Provided text

-- -- --

Monday, April 30, 2012

U.N. Denounces Forced Sterilizations of Mentally Disabled Peruvians

Last year Peruvian authorities reopened an investigation into the alleged clandestine forced sterilizations of some 2000 women during the 1990s. Yet the practice of forced sterilizations in Peru apparently still continues though the victims are not exactly the same as those from two decades ago.

Earlier this month the U.N. expressed its “profound worry” against the Peruvian government for allowing the forced sterilizations of mentally disabled people. According to the U.N. Committee for the Rights of People With Disabilities, individuals sterilized under the program often do so “without free or informed consent.” Therefore, the U.N. urged Peruvian officials to immediately halt this program that is reportedly carried out as a “method of contraception” against individuals with psychiatric issues.

The committee also denounced substandard conditions in Peruvian psychiatric clinics such as the Larco Herrera Hospital in Lima. Patients at these clinics are forced to take medications and some people have been allegedly “institutionalized” in these centers for as long as ten years without receiving proper rehabilitative care according to the U.N.

-- -- --

Input data
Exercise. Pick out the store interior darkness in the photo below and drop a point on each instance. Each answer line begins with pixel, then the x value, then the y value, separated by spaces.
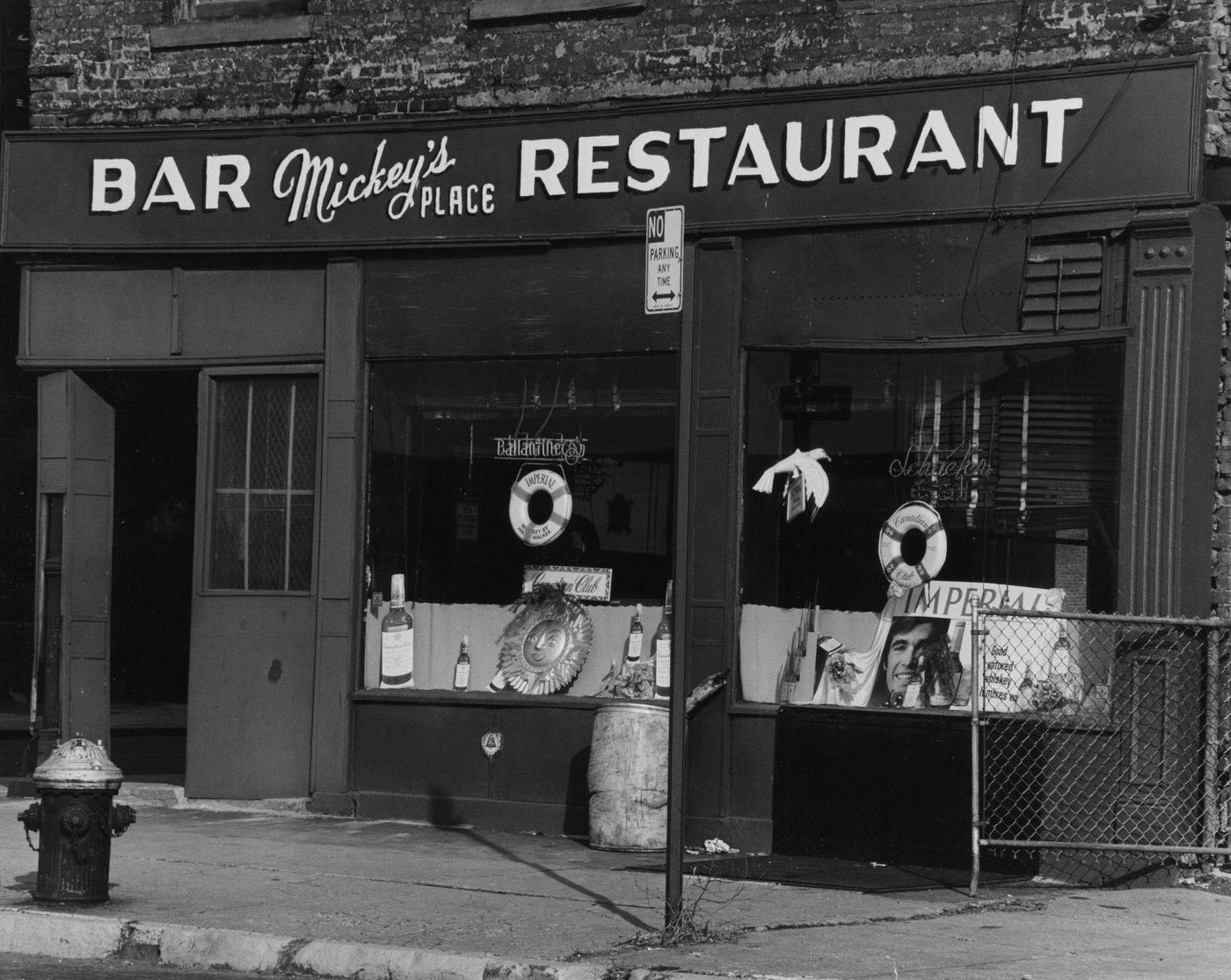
pixel 151 564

-- -- --

What you need to do
a. From the article on forced sterilizations in Peru, reproduce word for word the part that opens with the words containing "Monday, April 30, 2012" and closes with "two decades ago.".
b. According to the article on forced sterilizations in Peru, which psychiatric clinic in Lima did the U.N. committee single out for substandard conditions?
c. Carry on the article on forced sterilizations in Peru from its last sentence.

Outputs for the tasks
a.
Monday, April 30, 2012

U.N. Denounces Forced Sterilizations of Mentally Disabled Peruvians

Last year Peruvian authorities reopened an investigation into the alleged clandestine forced sterilizations of some 2000 women during the 1990s. Yet the practice of forced sterilizations in Peru apparently still continues though the victims are not exactly the same as those from two decades ago.

b. The Larco Herrera Hospital.

c.
The below video via Peruvian TV looks at the patients at a psychiatric center in Iquitos as well as the lack of proper medical care for the mentally disabled:



Peru’s Ministry of Health denied the U.N.’s findings and claimed “forced sterilizations are not a medical practice carried out in the country’s psychiatric clinics.” The communiqué issued last week also alleged that the maligned Larco Herrera Hospital is undergoing “a needed refurbishment” and that those patients that have remained there for over a decade have received the proper medical care.

The U.N.’s findings also brought attention to an apparent absence of resources available to Peru’s disabled community such as a lack of rehabilitation clinics for 81% of the disabled. Furthermore, the U.N. claimed that there is not enough awareness to properly detect early signs of deafness in children and that a scan 1.4% of disabled individuals are covered by the state’s social programs.